__WHAT TO WORK ON__.
All lines from the one containing "Expected: one point per instance of the name" through the final line of the entries are to be written out verbatim; no other line is to be included.

(Saved entries)
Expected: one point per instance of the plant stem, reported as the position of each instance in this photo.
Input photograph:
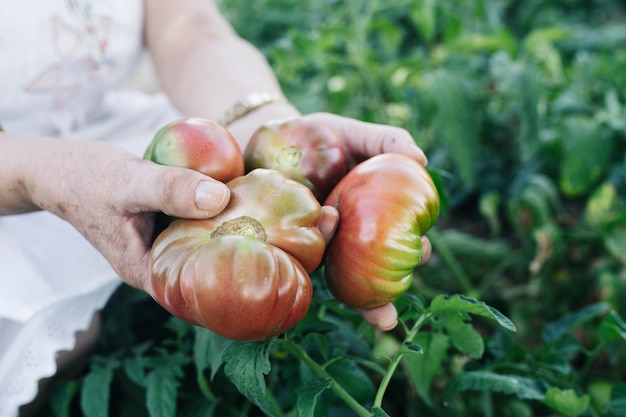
(382, 388)
(443, 250)
(337, 388)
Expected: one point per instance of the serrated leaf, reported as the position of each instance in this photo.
(463, 303)
(587, 147)
(423, 368)
(96, 391)
(134, 368)
(246, 367)
(555, 330)
(566, 402)
(462, 335)
(523, 388)
(162, 391)
(307, 400)
(423, 14)
(208, 350)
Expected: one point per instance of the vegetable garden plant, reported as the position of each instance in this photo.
(520, 311)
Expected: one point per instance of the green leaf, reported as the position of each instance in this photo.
(308, 397)
(423, 16)
(135, 370)
(349, 375)
(62, 394)
(566, 402)
(208, 350)
(162, 391)
(555, 330)
(379, 412)
(94, 397)
(587, 148)
(456, 121)
(613, 328)
(423, 368)
(246, 367)
(470, 305)
(411, 347)
(615, 242)
(462, 335)
(615, 408)
(523, 388)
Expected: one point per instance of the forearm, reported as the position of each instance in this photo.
(19, 162)
(205, 67)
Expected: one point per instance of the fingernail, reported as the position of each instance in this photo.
(211, 196)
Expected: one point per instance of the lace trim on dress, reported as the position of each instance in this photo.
(32, 354)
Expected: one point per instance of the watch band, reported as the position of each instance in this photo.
(248, 104)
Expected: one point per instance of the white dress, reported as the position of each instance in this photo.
(60, 61)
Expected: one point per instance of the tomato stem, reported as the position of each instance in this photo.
(395, 361)
(334, 385)
(443, 251)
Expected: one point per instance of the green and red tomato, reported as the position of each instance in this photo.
(304, 150)
(385, 204)
(244, 273)
(198, 144)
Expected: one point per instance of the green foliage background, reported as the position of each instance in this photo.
(521, 109)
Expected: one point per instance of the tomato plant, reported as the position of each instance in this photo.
(198, 144)
(386, 204)
(304, 150)
(244, 273)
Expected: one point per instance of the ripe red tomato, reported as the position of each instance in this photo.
(244, 273)
(198, 144)
(385, 204)
(304, 150)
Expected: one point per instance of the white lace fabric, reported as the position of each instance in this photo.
(59, 83)
(31, 355)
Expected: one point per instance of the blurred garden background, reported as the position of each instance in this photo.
(521, 109)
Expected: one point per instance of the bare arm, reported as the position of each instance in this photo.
(108, 194)
(205, 67)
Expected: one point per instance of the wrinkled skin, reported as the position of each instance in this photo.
(198, 144)
(386, 205)
(306, 151)
(244, 273)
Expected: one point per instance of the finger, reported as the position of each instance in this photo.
(328, 223)
(383, 318)
(364, 140)
(427, 249)
(177, 192)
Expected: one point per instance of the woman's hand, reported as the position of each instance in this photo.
(108, 194)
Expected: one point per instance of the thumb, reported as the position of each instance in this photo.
(178, 192)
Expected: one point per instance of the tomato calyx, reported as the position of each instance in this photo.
(289, 156)
(242, 226)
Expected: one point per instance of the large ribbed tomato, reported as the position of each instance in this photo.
(385, 204)
(198, 144)
(244, 273)
(304, 150)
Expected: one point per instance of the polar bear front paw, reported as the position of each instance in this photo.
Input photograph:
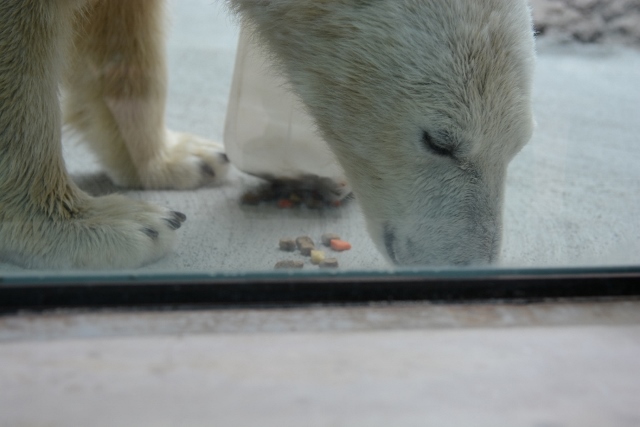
(106, 232)
(185, 162)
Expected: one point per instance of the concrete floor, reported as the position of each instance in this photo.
(541, 365)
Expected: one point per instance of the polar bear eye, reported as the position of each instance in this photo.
(436, 147)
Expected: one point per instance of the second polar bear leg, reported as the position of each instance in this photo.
(45, 220)
(116, 89)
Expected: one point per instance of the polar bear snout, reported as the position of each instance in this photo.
(439, 249)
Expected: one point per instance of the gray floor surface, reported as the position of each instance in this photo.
(573, 194)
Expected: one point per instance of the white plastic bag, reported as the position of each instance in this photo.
(267, 131)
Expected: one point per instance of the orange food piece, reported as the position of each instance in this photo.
(285, 204)
(340, 245)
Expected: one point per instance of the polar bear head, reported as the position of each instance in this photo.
(424, 103)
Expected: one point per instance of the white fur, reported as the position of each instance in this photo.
(377, 74)
(109, 55)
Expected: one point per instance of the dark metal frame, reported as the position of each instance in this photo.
(41, 293)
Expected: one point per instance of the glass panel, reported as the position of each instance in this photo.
(571, 197)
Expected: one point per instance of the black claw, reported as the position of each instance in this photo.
(151, 233)
(179, 216)
(176, 220)
(207, 170)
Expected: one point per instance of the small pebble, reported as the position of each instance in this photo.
(317, 257)
(251, 198)
(340, 245)
(305, 244)
(328, 237)
(329, 263)
(289, 264)
(288, 245)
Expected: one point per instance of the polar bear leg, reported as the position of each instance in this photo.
(45, 220)
(115, 95)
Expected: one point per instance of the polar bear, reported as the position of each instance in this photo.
(424, 103)
(109, 56)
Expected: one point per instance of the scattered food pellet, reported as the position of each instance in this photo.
(289, 263)
(317, 257)
(251, 198)
(329, 263)
(305, 244)
(340, 245)
(328, 237)
(288, 245)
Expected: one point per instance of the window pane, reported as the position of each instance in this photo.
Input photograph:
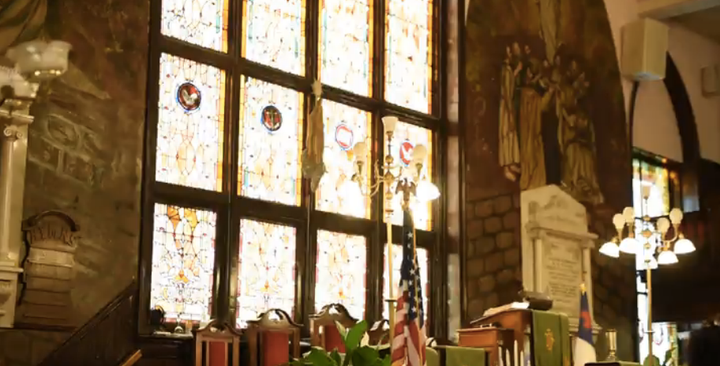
(191, 113)
(275, 34)
(337, 193)
(405, 138)
(657, 178)
(270, 142)
(346, 45)
(422, 257)
(200, 22)
(183, 262)
(267, 269)
(340, 271)
(408, 52)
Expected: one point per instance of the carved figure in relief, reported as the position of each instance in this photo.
(508, 143)
(532, 173)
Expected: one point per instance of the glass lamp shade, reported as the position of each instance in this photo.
(610, 249)
(426, 191)
(667, 257)
(684, 246)
(360, 152)
(389, 123)
(629, 245)
(37, 57)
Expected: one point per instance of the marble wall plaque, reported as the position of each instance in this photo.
(562, 273)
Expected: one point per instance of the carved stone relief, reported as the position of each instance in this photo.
(49, 265)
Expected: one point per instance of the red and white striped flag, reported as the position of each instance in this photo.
(408, 346)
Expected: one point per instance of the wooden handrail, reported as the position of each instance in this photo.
(135, 357)
(106, 339)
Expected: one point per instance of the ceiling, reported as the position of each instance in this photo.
(705, 22)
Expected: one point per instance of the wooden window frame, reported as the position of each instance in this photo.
(232, 207)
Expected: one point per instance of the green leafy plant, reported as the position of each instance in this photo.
(355, 354)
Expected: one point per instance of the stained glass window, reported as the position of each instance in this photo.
(408, 52)
(183, 262)
(200, 22)
(267, 269)
(337, 193)
(422, 258)
(270, 142)
(340, 271)
(405, 138)
(190, 124)
(346, 45)
(275, 34)
(657, 179)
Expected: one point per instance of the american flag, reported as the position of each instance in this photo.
(408, 346)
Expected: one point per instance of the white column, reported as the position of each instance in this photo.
(14, 122)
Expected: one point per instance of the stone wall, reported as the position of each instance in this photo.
(492, 253)
(85, 149)
(493, 274)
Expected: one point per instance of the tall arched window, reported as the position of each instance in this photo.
(230, 227)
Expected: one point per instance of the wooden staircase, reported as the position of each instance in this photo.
(108, 339)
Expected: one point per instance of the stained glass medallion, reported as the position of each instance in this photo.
(405, 138)
(409, 53)
(266, 269)
(275, 34)
(191, 107)
(183, 262)
(337, 193)
(422, 258)
(345, 42)
(270, 160)
(271, 118)
(200, 22)
(340, 271)
(189, 97)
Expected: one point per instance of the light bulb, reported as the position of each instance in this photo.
(684, 246)
(629, 245)
(663, 225)
(619, 221)
(652, 264)
(645, 189)
(667, 257)
(676, 216)
(629, 214)
(419, 153)
(389, 122)
(426, 191)
(610, 249)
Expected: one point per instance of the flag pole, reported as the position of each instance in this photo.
(391, 298)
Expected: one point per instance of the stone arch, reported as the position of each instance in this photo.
(683, 113)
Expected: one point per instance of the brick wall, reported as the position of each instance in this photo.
(494, 276)
(84, 153)
(492, 253)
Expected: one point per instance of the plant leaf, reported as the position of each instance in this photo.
(341, 329)
(335, 356)
(318, 357)
(354, 336)
(365, 356)
(651, 360)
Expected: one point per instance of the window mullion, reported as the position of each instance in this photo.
(232, 135)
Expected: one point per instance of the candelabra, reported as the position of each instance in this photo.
(35, 62)
(409, 182)
(664, 240)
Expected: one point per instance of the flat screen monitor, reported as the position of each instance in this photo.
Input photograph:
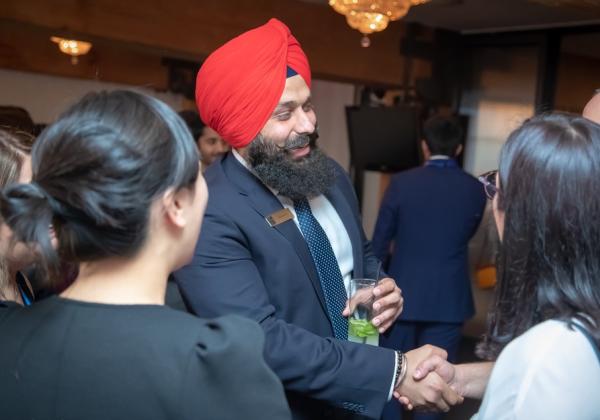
(383, 139)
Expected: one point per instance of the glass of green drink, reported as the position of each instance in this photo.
(360, 328)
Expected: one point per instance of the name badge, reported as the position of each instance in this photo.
(279, 217)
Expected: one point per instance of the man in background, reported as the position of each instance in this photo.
(427, 216)
(210, 144)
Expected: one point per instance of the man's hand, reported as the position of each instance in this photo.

__ANSWER__.
Expected: one point per instance of the name badge, reported as the position of each instance in this photo.
(279, 217)
Expected: one point per instance of the man in background, reported as the position of each instance in this photo.
(427, 216)
(210, 144)
Expected: one point per instance of the man's hand, reported as the position of each instance in this photo.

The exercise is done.